* **Your task**
Can you rewrite the rows below, replacing every "burnt" with "charred" and leaving everything else unchanged?

* **Input data**
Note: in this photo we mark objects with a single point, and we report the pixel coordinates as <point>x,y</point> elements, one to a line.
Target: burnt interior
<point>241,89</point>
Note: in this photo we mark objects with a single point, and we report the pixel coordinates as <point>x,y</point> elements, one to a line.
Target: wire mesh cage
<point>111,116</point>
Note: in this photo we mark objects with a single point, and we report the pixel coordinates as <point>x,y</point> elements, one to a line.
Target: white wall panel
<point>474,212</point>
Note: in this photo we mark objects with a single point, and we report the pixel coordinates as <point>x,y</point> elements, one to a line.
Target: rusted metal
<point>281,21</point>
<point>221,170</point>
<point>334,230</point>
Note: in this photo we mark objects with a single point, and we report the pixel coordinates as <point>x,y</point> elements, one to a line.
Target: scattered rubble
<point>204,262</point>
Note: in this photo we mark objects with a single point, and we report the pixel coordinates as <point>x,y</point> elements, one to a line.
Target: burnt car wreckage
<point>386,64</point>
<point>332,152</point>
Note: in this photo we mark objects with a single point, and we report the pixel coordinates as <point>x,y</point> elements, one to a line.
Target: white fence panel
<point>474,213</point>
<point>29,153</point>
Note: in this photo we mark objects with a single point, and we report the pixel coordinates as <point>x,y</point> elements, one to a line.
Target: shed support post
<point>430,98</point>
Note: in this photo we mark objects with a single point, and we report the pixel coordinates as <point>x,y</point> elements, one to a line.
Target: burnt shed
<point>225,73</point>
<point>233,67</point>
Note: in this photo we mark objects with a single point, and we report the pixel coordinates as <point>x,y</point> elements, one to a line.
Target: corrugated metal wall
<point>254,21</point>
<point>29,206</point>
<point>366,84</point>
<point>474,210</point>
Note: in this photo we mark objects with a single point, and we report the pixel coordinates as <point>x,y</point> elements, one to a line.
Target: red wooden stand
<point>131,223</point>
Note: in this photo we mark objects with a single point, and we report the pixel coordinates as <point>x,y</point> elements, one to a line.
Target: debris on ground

* **Reply**
Note: in this photo we mark objects with a single point, and we report the pixel coordinates as <point>x,y</point> elements, one to a line.
Target: charred interior
<point>241,89</point>
Note: in this photo we mark objects with a single point, and we report the pixel coordinates as <point>x,y</point> elements, one to a line.
Target: wire mesh cage
<point>111,116</point>
Note: in this photo we mark objects with a single point, and we report the pixel coordinates as <point>x,y</point> elements, one to a line.
Target: white wall panel
<point>474,212</point>
Note: in this photo we mark objects with a single point, and we report the pixel coordinates as <point>x,y</point> elements, one to a line.
Target: rusted metal
<point>281,21</point>
<point>221,170</point>
<point>334,230</point>
Note: in this photo we mark objects with a single point, and we report the pixel coordinates as <point>x,y</point> elements, one to a line.
Target: scattered rubble
<point>204,262</point>
Note: in this photo we mark objects with a single point, and we report the pixel coordinates as <point>x,y</point> elements, one to a line.
Target: charred car wreckage
<point>386,64</point>
<point>332,152</point>
Note: in this photo we mark objects with a single point, and we report the pixel coordinates as <point>x,y</point> elements, one to a line.
Target: white fence panel
<point>474,213</point>
<point>29,153</point>
Note: in this photo we mark objects with a single point, and we report the pixel coordinates as <point>x,y</point> elements, one to a line.
Target: shed support post
<point>430,98</point>
Note: in this photo we mark objects with a single point, and we report the pixel coordinates as <point>x,y</point> elements, one to a line.
Target: charred shed
<point>225,73</point>
<point>233,67</point>
Note: in this photo we mark objects with a single point, and we report the pixel coordinates as <point>x,y</point> elements, one to a line.
Target: corrugated metal wall
<point>254,21</point>
<point>29,206</point>
<point>366,84</point>
<point>474,210</point>
Note: in this photo we mark objects with a single point, and we report the pixel coordinates as <point>x,y</point> elements, one to a line.
Target: red wooden stand
<point>131,223</point>
Note: in this photo we mark objects with a single point, and we report the pixel coordinates as <point>x,y</point> elements, one to a line.
Target: debris on ground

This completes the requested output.